Source extract:
Oui’s Happy Autumn Stew: Chicken Afritada

November’s almost over and I’ve finally got fed up cooking and eating adobo and sinigang (courtesy of Mama Sita’s sinigang na sampalok powder mix) for a the past few weeks. Not to mention that one time, I subsisted on party leftovers for 8 days (they were tasty, but you get tired of eating the same thing day in, day out). So, when it was my turn to cook the main dish for the girls’ Sunday lunch, I decided to pull out all the stops and challenge myself in cooking a fiesta-rated dish that I haven’t had any experience preparing on my own.

Afritada. Chicken afritada.

I had all the excuses to make this dish—one, this Sunday’s the feast of Christ the King, and two, I’ve invited Adriana (my Ecuadorian friend and labmate in the drug-discovery group) over to taste the Filipino version of a Spanish dish.

(Correction: my family’s version of the Filipino version of a Spanish dish. :D)

My chicken afritada with rice

Materials (serves eight)
– approx. 1 kg of chicken parts (drumsticks / thighs)
– 1 tetra pack (500 g) of tomato sauce
– 2 cloves garlic, crushed and minced
– ½ shallot, sliced
– 3 medium new potatoes (Charlotte Ros), scraped and quartered
– 1 bottle of peeled baby carrots, rinsed and drained
– 2 bell peppers/capsicums: red and green (or you may use any color), cut into strips
– some green beans / haricot verts, trimmed
– canned/bottled white beans in tomato sauce
– salt and pepper
– flour
– ½ cube chicken bouillon

– Rinse the chicken parts in running water, pat dry, then coat them with flour seasoned with salt and pepper. Brown the pieces in hot cooking oil, then set aside.

Entries supplied:
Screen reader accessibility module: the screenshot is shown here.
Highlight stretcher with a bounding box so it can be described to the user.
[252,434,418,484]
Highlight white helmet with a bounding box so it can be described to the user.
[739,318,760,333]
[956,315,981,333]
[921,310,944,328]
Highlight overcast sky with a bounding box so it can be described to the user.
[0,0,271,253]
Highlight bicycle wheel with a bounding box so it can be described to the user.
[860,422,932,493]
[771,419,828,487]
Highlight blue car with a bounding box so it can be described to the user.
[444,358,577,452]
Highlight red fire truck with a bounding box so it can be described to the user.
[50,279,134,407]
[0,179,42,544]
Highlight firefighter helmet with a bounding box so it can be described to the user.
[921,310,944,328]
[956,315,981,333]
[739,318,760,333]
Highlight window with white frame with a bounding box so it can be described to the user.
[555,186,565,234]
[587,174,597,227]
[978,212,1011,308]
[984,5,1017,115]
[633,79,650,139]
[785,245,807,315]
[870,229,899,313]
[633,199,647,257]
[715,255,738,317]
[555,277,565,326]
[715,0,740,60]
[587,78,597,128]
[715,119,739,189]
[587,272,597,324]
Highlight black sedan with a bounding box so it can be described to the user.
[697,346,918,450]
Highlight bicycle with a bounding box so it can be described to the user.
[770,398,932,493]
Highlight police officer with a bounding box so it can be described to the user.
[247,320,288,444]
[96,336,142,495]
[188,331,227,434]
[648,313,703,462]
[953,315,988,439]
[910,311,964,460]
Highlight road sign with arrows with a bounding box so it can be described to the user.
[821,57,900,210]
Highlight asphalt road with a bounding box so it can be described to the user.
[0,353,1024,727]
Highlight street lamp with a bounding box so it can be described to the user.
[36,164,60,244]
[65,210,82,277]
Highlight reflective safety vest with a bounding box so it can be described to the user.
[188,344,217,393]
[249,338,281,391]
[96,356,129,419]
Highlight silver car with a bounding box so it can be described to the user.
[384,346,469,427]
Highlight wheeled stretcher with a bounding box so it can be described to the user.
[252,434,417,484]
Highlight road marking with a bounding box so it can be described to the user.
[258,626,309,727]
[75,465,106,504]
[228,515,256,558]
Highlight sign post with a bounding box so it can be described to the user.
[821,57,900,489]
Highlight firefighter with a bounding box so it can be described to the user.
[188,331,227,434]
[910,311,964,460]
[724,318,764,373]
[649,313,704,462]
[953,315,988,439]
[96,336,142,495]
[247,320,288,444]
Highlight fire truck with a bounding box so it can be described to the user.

Challenges:
1. Please quote the chicken afritada recipe in full, word for word.
2. Print the records verbatim, starting with the line that contains "Highlight sign post" and continuing through the final line of the records, both included.
The recipe and the records were taken from separate sources.

Answers for this exercise:
1.
Oui’s Happy Autumn Stew: Chicken Afritada

November’s almost over and I’ve finally got fed up cooking and eating adobo and sinigang (courtesy of Mama Sita’s sinigang na sampalok powder mix) for a the past few weeks. Not to mention that one time, I subsisted on party leftovers for 8 days (they were tasty, but you get tired of eating the same thing day in, day out). So, when it was my turn to cook the main dish for the girls’ Sunday lunch, I decided to pull out all the stops and challenge myself in cooking a fiesta-rated dish that I haven’t had any experience preparing on my own.

Afritada. Chicken afritada.

I had all the excuses to make this dish—one, this Sunday’s the feast of Christ the King, and two, I’ve invited Adriana (my Ecuadorian friend and labmate in the drug-discovery group) over to taste the Filipino version of a Spanish dish.

(Correction: my family’s version of the Filipino version of a Spanish dish. :D)

My chicken afritada with rice

Materials (serves eight)
– approx. 1 kg of chicken parts (drumsticks / thighs)
– 1 tetra pack (500 g) of tomato sauce
– 2 cloves garlic, crushed and minced
– ½ shallot, sliced
– 3 medium new potatoes (Charlotte Ros), scraped and quartered
– 1 bottle of peeled baby carrots, rinsed and drained
– 2 bell peppers/capsicums: red and green (or you may use any color), cut into strips
– some green beans / haricot verts, trimmed
– canned/bottled white beans in tomato sauce
– salt and pepper
– flour
– ½ cube chicken bouillon

– Rinse the chicken parts in running water, pat dry, then coat them with flour seasoned with salt and pepper. Brown the pieces in hot cooking oil, then set aside.

2.
Highlight sign post with a bounding box so it can be described to the user.
[821,57,900,489]
Highlight firefighter with a bounding box so it can be described to the user.
[188,331,227,434]
[910,311,964,460]
[724,318,764,373]
[649,313,704,462]
[953,315,988,439]
[96,336,142,495]
[247,320,288,444]
Highlight fire truck with a bounding box so it can be described to the user.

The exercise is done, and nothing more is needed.